* [Consegna A] Indica quante righe delle voci contengono la parola "black" e rispondi soltanto con il numero.

* [Brano da leggere]
· · · · · · ·

L’obbiettivo? Coinvolgere differenti professionalità per realizzare progetti di rigenerazione urbana – spazio pubblico –, design sociale con le comunità locali, le amministrazioni; realizzare laboratori di formazione-lavoro per categorie svantaggiate e persone fragili nell’ambito del design sociale; sperimentare nuove metodologie progettuali, con aziende leader nel product design, che siano ecologicamente sostenibili.

L’oggetto dell’attività? Coinvolgere le categorie svantaggiate per trasformare gli scarti in pezzi unici, così come in Africa avviene ad ogni angolo di strada. Una lezione che Elisabetta ha imparato sul posto quando lavorava (e lavora) con la ong Liveinslums nelle megalopoli africane. “E’ una prassi quotidiana, la normalità” dice “ loro recuperano tutto quello che noi occidentali consideriamo scarti e li portiamo in Africa”.

CRISI ECONOMICA, MATERIALI SCARTO, DISABILITà UDITIVA

Visione e capovolgimento della prospettiva e i problemi si trasformano in opportunità. Se in Africa i materiali di scarto si trovano ovunque, in Italia, a Milano, bisogna organizzarsi, ci pensa Luca Callegari, fa l’architetto d’interni, lavora con diverse aziende di design e non ha difficoltà a farsi donare i materiali avanzati. Bisogna comporre il pezzo di puzzle che riguarda l’impiego di persone svantaggiate che voglia imparare un mestiere.

La rete degli studenti legata ad Elisabetta serve per un pezzo dell’attività, quella di formare dei designer capaci di progettare partendo dall’esistente, mancano le persone in cerca di formazione. La soluzione arriva da Martina Gerosa, architetto urbanista, affetta da un’ipoacusia grave e profonda, ma anche di una vitalità senza confini. E’ lei che introduce T12LAB nel Pio Istituto dei Sordi, istituzione che dal 1854 sostiene e avvia al lavoro ragazzi con disabilità uditive. Un incontro felice, il solido legame tra sordi e industria manifatturiera lombarda ha visto formarsi falegnami capaci, bravi tessitori, ottimi fabbri, rilegatori e molto altro. Forse in virtù della concentrazione che consente il silenzio.

· · · · · · ·

* [Consegna B] Trascrivi integralmente e senza alcuna modifica il brano su T12LAB e il design sociale riportato sopra.

* [Voci fornite]
· · · · · · ·

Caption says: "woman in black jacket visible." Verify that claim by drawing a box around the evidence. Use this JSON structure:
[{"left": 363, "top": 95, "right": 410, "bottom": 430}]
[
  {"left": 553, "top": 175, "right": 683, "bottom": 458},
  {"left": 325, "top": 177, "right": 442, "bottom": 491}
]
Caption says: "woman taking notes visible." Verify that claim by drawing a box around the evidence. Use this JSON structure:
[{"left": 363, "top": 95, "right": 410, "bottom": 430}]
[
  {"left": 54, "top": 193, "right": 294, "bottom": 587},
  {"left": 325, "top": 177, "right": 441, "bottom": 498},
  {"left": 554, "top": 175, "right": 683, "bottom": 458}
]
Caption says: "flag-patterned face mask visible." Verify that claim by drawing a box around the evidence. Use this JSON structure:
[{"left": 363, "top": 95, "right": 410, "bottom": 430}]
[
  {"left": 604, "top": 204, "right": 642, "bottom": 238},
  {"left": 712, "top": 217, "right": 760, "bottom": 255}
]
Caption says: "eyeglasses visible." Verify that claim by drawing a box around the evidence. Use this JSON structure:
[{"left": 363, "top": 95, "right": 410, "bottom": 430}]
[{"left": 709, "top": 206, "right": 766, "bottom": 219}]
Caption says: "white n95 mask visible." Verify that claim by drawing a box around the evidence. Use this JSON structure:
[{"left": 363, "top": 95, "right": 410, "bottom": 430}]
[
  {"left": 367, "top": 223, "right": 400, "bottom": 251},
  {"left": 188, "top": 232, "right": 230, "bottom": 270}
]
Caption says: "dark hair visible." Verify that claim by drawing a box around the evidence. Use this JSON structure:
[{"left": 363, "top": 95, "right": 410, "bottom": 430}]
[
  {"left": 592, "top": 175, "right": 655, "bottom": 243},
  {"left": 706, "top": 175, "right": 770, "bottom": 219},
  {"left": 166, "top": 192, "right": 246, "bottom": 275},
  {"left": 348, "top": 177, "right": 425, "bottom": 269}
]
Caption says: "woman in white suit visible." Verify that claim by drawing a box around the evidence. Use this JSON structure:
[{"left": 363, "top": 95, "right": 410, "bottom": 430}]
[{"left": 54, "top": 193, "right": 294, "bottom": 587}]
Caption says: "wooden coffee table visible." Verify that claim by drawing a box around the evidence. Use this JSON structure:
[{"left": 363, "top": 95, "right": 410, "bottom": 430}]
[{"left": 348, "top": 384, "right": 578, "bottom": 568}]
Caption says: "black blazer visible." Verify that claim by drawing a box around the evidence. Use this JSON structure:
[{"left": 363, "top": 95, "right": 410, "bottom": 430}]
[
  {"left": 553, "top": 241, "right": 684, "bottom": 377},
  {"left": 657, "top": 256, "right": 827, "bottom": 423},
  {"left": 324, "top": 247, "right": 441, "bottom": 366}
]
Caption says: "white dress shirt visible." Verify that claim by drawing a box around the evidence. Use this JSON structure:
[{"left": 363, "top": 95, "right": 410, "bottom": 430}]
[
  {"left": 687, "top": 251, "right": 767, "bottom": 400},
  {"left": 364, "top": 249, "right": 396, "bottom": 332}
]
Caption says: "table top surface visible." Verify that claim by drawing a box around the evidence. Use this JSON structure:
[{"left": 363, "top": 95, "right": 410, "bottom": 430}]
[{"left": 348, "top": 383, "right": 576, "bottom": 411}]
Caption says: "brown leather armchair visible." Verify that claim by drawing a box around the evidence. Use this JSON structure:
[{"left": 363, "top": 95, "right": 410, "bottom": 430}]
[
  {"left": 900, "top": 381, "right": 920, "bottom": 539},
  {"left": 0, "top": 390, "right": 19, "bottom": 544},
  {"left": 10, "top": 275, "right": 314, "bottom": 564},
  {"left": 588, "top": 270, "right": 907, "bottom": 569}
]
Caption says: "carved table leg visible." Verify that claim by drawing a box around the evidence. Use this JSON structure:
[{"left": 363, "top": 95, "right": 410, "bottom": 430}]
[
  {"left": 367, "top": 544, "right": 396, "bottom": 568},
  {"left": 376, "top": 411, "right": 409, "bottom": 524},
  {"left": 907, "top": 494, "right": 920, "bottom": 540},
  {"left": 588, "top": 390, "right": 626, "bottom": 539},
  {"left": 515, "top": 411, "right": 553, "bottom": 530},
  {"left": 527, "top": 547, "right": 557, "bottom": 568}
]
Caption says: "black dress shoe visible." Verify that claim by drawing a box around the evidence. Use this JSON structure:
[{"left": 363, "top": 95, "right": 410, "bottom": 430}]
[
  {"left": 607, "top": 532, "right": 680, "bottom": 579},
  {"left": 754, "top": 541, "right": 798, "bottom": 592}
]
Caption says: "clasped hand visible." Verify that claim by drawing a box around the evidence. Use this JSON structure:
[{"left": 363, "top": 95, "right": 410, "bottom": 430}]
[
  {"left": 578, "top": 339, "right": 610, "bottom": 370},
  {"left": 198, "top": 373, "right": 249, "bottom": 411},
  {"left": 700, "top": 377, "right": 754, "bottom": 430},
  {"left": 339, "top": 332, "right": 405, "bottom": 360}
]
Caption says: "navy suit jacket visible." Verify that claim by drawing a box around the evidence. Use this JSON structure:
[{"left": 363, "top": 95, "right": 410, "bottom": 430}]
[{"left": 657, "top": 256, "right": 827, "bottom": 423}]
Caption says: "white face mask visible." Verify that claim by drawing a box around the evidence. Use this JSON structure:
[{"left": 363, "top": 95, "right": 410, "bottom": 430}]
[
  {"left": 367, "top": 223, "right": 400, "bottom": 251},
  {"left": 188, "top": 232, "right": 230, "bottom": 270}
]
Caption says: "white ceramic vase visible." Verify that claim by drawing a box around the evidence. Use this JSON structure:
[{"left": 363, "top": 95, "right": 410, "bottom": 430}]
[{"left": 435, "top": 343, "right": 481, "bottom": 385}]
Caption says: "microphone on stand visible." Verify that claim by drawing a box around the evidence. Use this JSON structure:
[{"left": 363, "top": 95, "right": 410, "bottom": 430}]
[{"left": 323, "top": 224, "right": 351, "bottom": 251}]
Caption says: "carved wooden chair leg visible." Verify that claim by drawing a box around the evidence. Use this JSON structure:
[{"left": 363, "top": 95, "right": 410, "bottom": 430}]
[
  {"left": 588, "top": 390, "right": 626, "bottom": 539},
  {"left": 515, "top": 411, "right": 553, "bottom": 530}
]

· · · · · · ·

* [Risposta completa A] 3

* [Risposta completa B]
L’obbiettivo? Coinvolgere differenti professionalità per realizzare progetti di rigenerazione urbana – spazio pubblico –, design sociale con le comunità locali, le amministrazioni; realizzare laboratori di formazione-lavoro per categorie svantaggiate e persone fragili nell’ambito del design sociale; sperimentare nuove metodologie progettuali, con aziende leader nel product design, che siano ecologicamente sostenibili.

L’oggetto dell’attività? Coinvolgere le categorie svantaggiate per trasformare gli scarti in pezzi unici, così come in Africa avviene ad ogni angolo di strada. Una lezione che Elisabetta ha imparato sul posto quando lavorava (e lavora) con la ong Liveinslums nelle megalopoli africane. “E’ una prassi quotidiana, la normalità” dice “ loro recuperano tutto quello che noi occidentali consideriamo scarti e li portiamo in Africa”.

CRISI ECONOMICA, MATERIALI SCARTO, DISABILITà UDITIVA

Visione e capovolgimento della prospettiva e i problemi si trasformano in opportunità. Se in Africa i materiali di scarto si trovano ovunque, in Italia, a Milano, bisogna organizzarsi, ci pensa Luca Callegari, fa l’architetto d’interni, lavora con diverse aziende di design e non ha difficoltà a farsi donare i materiali avanzati. Bisogna comporre il pezzo di puzzle che riguarda l’impiego di persone svantaggiate che voglia imparare un mestiere.

La rete degli studenti legata ad Elisabetta serve per un pezzo dell’attività, quella di formare dei designer capaci di progettare partendo dall’esistente, mancano le persone in cerca di formazione. La soluzione arriva da Martina Gerosa, architetto urbanista, affetta da un’ipoacusia grave e profonda, ma anche di una vitalità senza confini. E’ lei che introduce T12LAB nel Pio Istituto dei Sordi, istituzione che dal 1854 sostiene e avvia al lavoro ragazzi con disabilità uditive. Un incontro felice, il solido legame tra sordi e industria manifatturiera lombarda ha visto formarsi falegnami capaci, bravi tessitori, ottimi fabbri, rilegatori e molto altro. Forse in virtù della concentrazione che consente il silenzio.